_Data listing_.
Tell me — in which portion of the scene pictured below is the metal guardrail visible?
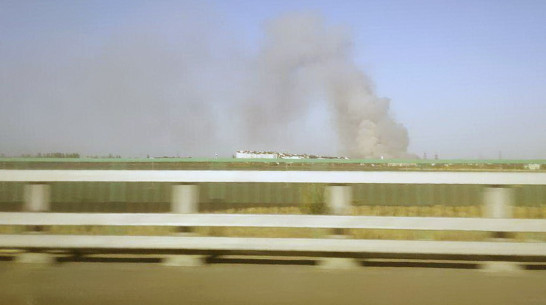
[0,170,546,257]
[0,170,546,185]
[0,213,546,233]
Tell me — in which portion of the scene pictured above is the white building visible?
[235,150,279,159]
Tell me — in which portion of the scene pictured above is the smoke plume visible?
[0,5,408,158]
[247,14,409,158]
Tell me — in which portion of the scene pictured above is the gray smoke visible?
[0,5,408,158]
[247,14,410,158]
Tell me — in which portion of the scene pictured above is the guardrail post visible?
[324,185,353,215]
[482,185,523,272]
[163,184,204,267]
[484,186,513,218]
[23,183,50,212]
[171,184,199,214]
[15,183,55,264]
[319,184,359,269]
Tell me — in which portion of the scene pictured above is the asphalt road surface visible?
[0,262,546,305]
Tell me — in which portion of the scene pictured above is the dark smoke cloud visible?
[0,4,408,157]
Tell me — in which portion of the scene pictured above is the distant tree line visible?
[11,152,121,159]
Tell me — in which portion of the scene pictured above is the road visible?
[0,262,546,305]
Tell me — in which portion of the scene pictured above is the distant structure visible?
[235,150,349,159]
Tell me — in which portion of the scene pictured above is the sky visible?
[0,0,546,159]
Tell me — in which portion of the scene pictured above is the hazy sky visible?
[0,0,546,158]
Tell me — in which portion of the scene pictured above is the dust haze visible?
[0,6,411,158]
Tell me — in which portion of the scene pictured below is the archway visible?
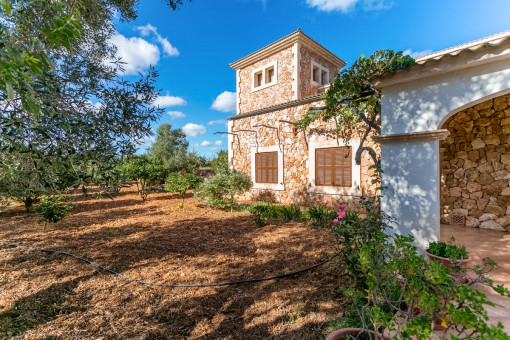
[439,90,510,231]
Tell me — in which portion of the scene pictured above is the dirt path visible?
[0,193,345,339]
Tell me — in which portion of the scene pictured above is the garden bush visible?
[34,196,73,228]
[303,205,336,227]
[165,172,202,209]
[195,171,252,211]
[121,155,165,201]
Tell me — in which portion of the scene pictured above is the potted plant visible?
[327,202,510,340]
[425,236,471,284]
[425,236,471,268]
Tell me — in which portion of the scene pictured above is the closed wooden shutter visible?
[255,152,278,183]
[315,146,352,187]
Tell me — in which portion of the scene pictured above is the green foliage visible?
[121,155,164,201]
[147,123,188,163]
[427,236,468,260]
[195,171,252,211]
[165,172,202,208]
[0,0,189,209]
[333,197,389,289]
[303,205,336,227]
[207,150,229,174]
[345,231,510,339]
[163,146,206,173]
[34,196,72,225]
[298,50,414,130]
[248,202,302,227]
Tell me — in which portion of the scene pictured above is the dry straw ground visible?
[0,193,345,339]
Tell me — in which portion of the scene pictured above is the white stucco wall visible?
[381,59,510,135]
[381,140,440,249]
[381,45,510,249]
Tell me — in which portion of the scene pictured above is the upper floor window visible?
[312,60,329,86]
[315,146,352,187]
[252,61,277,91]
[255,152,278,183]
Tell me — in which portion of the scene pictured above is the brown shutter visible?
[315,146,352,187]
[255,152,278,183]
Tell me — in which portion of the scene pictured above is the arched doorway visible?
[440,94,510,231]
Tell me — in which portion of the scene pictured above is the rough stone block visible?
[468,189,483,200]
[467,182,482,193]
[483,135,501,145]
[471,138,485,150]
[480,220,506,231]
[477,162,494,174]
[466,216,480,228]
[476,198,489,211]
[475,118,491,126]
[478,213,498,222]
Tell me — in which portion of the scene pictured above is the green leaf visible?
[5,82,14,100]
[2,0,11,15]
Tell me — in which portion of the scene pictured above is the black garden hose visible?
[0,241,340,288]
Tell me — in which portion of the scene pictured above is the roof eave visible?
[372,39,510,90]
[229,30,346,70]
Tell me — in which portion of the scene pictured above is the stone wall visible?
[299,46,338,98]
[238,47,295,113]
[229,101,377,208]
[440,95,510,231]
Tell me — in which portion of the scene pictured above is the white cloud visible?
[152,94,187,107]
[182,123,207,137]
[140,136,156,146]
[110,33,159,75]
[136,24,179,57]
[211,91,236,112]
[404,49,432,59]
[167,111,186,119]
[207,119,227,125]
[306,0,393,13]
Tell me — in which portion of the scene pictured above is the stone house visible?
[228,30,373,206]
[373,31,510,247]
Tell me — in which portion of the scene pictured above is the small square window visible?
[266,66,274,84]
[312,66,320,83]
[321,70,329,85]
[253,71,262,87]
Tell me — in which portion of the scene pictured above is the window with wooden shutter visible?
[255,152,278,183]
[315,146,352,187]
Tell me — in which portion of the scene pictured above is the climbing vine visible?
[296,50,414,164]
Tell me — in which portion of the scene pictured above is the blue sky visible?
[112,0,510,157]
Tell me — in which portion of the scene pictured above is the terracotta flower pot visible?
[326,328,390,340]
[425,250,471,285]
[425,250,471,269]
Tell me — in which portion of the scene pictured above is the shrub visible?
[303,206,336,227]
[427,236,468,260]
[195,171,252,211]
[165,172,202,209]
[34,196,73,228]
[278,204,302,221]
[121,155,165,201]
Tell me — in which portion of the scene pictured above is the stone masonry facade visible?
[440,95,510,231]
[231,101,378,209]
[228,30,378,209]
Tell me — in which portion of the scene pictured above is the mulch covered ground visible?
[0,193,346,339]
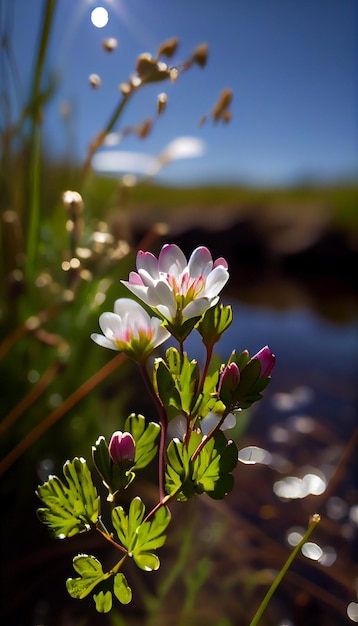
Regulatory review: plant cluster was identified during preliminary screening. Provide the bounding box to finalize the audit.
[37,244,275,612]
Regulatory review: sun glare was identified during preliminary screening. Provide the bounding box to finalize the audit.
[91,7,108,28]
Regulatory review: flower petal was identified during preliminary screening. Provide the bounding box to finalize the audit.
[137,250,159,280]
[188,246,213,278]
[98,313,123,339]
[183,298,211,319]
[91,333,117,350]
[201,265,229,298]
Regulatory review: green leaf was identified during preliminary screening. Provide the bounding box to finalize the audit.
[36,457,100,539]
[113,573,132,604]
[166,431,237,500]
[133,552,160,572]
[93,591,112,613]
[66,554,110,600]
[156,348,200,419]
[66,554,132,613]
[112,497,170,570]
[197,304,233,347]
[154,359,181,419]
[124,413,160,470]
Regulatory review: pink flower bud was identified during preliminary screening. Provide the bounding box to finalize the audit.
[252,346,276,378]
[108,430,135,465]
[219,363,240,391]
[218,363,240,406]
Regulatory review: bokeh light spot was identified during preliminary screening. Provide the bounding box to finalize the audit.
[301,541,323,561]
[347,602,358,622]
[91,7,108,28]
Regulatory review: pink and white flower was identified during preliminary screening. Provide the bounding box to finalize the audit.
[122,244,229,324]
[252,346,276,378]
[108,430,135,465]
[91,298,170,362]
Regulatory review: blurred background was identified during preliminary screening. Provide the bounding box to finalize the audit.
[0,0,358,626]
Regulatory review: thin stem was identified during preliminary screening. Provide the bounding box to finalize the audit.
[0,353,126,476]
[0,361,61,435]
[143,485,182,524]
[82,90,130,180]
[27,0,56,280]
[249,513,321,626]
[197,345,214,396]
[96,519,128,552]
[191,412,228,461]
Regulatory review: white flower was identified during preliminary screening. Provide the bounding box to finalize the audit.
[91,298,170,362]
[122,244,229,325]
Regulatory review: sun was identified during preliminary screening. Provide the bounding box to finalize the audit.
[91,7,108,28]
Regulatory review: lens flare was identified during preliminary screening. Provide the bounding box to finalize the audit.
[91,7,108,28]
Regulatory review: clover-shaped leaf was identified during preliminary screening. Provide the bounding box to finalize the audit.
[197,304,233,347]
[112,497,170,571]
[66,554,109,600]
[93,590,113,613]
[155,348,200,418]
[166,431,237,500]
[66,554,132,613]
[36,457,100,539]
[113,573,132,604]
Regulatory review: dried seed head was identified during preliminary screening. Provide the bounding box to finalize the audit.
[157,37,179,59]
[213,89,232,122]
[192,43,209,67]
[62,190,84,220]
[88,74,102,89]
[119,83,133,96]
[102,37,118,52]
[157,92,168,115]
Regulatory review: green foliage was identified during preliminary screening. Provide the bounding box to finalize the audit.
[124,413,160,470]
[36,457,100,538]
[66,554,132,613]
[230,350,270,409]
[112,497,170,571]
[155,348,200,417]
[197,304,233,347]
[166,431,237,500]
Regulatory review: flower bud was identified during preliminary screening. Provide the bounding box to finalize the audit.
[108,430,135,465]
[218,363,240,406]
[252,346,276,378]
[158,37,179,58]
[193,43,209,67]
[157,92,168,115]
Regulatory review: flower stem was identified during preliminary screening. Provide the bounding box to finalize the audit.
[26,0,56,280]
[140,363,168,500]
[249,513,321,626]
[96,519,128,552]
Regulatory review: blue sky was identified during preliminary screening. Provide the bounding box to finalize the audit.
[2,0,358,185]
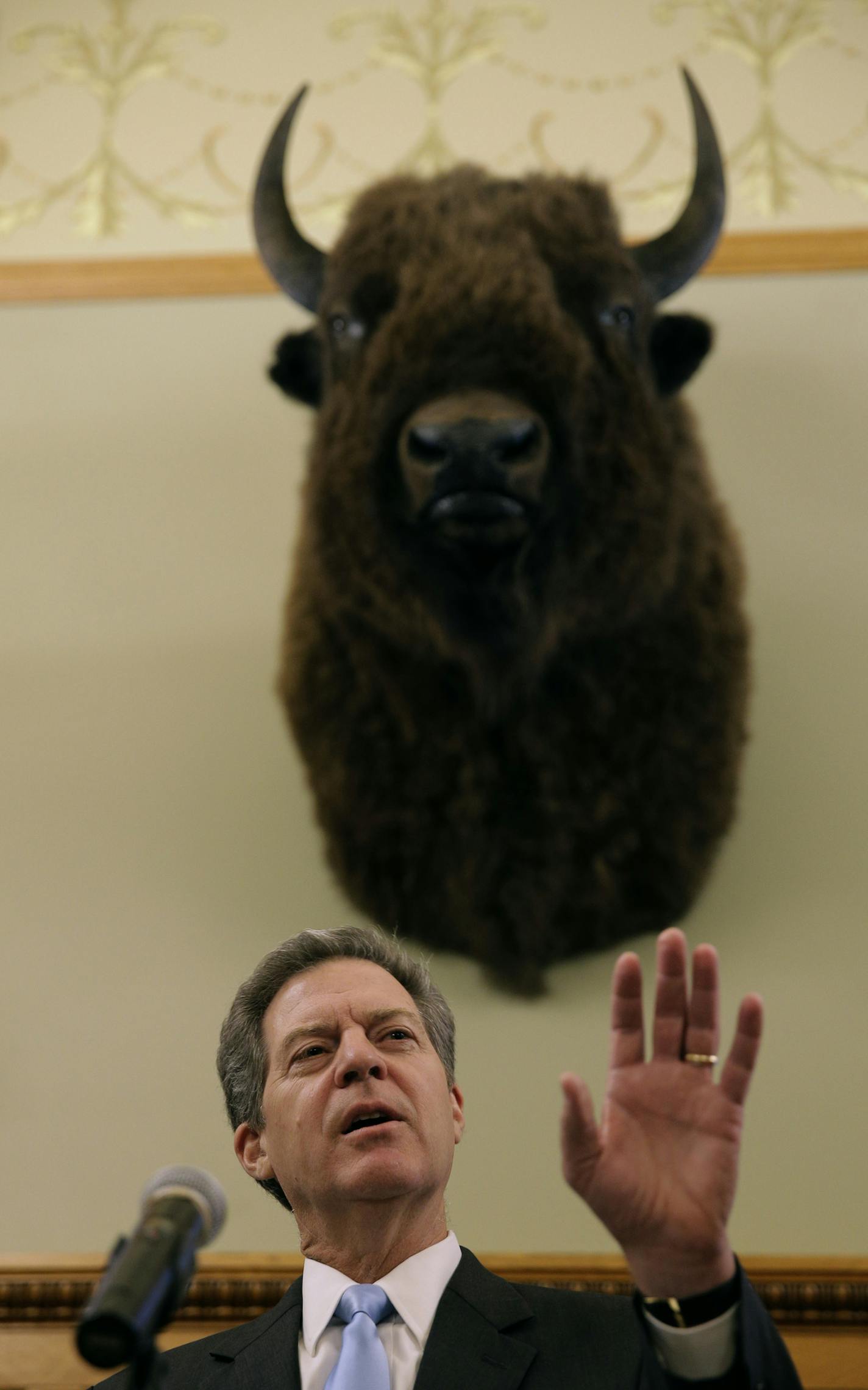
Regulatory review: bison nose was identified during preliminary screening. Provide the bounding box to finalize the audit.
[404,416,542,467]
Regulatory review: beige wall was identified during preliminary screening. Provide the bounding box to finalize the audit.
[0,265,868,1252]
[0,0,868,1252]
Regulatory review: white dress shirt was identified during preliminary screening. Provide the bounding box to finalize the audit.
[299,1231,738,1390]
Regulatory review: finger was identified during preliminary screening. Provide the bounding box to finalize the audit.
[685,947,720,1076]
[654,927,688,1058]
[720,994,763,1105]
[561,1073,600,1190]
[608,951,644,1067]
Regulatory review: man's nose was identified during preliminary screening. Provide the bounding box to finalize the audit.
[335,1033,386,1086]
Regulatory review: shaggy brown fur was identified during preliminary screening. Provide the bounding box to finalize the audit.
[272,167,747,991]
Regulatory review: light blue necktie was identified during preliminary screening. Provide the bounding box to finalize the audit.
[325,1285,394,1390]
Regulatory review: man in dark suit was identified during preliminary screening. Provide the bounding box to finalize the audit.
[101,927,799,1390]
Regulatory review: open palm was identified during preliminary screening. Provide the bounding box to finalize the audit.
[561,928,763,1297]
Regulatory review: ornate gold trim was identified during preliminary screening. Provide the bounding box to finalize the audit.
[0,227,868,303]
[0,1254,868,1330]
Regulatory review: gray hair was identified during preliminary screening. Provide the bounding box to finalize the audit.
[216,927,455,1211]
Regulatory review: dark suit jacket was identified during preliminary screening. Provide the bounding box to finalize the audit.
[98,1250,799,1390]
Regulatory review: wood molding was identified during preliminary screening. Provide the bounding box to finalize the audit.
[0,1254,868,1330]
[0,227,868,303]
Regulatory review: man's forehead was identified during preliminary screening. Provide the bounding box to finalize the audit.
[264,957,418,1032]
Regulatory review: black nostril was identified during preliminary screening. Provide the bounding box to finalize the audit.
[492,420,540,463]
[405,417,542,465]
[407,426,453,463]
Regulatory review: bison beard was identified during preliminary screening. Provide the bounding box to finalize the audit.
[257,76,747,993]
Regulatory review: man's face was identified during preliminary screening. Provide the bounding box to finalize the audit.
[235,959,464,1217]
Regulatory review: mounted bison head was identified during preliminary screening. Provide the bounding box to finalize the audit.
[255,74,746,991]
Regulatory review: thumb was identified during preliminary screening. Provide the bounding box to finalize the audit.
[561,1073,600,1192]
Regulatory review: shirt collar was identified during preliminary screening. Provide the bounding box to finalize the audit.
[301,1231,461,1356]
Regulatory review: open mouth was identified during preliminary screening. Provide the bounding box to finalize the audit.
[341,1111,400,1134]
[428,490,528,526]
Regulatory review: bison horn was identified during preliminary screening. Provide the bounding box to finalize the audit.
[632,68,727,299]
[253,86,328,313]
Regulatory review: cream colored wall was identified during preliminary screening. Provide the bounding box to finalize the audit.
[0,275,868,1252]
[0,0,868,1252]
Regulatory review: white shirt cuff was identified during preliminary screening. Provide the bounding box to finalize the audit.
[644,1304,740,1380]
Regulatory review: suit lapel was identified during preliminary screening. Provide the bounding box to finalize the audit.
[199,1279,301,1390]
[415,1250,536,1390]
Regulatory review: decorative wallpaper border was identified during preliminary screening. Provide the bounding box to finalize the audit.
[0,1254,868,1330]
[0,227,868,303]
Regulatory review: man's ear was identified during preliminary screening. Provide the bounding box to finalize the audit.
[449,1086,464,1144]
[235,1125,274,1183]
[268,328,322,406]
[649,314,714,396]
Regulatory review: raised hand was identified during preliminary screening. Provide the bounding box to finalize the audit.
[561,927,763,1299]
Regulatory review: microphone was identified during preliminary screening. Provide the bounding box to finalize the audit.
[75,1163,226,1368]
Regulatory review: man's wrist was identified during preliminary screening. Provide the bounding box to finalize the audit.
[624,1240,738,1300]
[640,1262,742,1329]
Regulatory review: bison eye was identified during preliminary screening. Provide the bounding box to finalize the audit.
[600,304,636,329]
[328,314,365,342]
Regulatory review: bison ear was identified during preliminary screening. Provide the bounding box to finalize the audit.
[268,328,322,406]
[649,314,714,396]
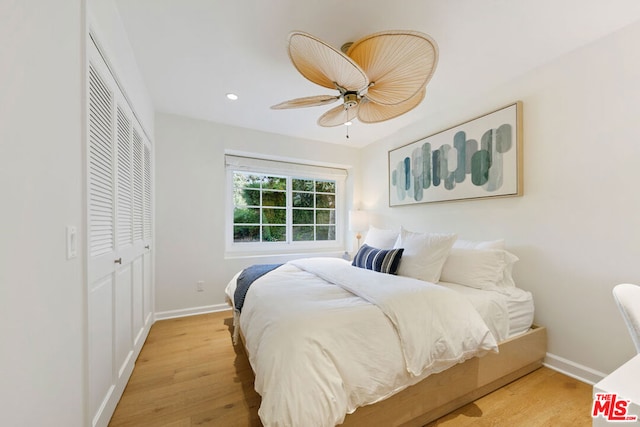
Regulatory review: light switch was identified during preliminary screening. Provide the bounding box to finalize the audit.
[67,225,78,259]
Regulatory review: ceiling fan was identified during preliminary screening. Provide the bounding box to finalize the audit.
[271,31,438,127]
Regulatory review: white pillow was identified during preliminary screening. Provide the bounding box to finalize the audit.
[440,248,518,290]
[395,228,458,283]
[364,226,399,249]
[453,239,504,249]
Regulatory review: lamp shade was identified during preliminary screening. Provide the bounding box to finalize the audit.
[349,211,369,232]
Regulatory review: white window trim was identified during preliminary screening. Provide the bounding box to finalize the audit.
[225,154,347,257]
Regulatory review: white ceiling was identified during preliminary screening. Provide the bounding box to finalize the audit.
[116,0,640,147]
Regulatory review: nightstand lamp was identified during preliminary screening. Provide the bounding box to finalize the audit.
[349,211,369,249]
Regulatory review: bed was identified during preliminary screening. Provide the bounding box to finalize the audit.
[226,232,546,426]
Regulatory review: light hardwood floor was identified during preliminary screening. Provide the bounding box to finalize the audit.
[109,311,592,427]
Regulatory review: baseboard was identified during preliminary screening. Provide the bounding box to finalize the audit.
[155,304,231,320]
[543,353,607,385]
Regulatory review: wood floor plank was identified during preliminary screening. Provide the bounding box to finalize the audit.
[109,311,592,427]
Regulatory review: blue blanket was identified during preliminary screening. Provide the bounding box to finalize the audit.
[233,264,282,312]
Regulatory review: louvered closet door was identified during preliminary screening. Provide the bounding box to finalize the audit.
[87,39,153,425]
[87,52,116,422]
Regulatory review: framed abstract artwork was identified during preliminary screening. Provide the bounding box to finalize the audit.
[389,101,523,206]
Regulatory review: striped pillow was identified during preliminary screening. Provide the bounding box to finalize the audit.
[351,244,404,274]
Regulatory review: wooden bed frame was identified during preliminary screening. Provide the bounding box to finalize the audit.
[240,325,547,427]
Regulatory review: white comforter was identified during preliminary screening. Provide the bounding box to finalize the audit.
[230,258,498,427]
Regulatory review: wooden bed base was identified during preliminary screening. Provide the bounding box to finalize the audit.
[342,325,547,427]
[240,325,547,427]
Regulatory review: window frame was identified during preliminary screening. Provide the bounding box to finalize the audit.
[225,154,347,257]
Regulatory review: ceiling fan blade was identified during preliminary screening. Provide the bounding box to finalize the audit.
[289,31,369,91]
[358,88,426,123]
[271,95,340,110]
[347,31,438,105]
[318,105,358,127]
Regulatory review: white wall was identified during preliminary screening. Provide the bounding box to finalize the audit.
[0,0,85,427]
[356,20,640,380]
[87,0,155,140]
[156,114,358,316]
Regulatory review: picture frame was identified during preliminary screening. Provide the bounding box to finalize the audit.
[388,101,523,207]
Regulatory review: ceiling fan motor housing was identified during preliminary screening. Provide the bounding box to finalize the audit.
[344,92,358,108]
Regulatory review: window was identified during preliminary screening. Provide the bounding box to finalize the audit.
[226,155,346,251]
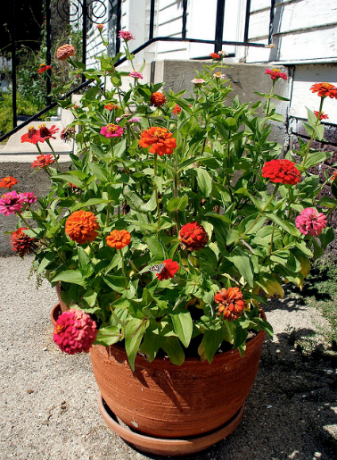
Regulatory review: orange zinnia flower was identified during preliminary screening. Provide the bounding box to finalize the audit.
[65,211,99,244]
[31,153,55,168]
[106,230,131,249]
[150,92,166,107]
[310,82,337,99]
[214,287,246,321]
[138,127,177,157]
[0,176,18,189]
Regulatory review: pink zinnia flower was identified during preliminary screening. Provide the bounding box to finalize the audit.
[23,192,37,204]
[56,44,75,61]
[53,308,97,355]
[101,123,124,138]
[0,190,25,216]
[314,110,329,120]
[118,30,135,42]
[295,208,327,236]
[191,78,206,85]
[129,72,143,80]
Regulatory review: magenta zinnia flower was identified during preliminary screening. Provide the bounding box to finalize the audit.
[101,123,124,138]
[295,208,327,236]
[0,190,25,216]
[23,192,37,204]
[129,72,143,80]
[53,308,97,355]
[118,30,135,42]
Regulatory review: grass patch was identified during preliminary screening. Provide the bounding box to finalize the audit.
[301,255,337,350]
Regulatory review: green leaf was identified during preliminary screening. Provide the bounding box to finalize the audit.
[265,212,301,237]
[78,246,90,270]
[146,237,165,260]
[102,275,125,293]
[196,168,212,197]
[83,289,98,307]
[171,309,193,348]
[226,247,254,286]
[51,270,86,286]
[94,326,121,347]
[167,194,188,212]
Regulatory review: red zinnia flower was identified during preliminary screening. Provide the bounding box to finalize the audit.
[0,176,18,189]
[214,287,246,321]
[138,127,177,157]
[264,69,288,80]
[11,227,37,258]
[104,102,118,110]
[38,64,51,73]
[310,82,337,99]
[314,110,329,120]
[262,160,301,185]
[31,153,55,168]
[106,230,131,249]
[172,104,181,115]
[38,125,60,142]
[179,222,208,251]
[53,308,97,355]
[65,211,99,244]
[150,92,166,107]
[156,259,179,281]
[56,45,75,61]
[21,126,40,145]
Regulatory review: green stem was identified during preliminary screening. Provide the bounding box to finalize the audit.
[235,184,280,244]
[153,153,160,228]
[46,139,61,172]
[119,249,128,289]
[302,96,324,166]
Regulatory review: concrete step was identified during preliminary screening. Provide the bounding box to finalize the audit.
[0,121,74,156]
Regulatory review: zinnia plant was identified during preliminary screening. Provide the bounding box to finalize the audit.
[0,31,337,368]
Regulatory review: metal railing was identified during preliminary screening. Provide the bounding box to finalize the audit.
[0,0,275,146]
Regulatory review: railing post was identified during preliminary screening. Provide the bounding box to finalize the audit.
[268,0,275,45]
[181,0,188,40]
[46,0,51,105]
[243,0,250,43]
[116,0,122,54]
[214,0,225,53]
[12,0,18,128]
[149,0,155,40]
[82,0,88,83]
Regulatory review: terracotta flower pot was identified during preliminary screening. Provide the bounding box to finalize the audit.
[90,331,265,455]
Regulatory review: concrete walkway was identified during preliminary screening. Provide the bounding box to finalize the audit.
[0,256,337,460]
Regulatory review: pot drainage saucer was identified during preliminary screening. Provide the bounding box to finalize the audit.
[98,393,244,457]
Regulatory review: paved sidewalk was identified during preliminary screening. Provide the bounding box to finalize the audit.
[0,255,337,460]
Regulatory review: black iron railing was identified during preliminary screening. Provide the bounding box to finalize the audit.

_Exercise prompt_.
Reproduce the lines between the one holding "Regulatory review: cream" and the one holding "[561,927,763,1299]", inclusive, with "preliminary" replaced by "initial" and all else unchanged.

_Final result_.
Regulatory review: cream colored wall was identified during initial screening. Provide the bounding box to finalize the audit.
[0,275,868,1252]
[0,0,868,1252]
Regulatory review: white shirt cuff was identified during initial screening. Provide the bounding box to finalize the audit.
[644,1304,740,1380]
Regulatory review: suit lapel was identified during initial screening. Provide the bounding box to finalize the audit.
[199,1279,301,1390]
[415,1250,536,1390]
Regulatory review: decorative wallpaper border was identified during initial screening. Provide the bounding box to finalize the audit.
[0,1254,868,1330]
[0,227,868,303]
Regulatory review: man's ear was identified during initial screening. Provide the bounding box to finalize the audit.
[449,1086,464,1144]
[235,1125,274,1183]
[268,328,322,406]
[649,314,714,396]
Regulatory review: raised hand was identified during initial screening. Provide the bounding box to finalize the audit.
[561,927,763,1299]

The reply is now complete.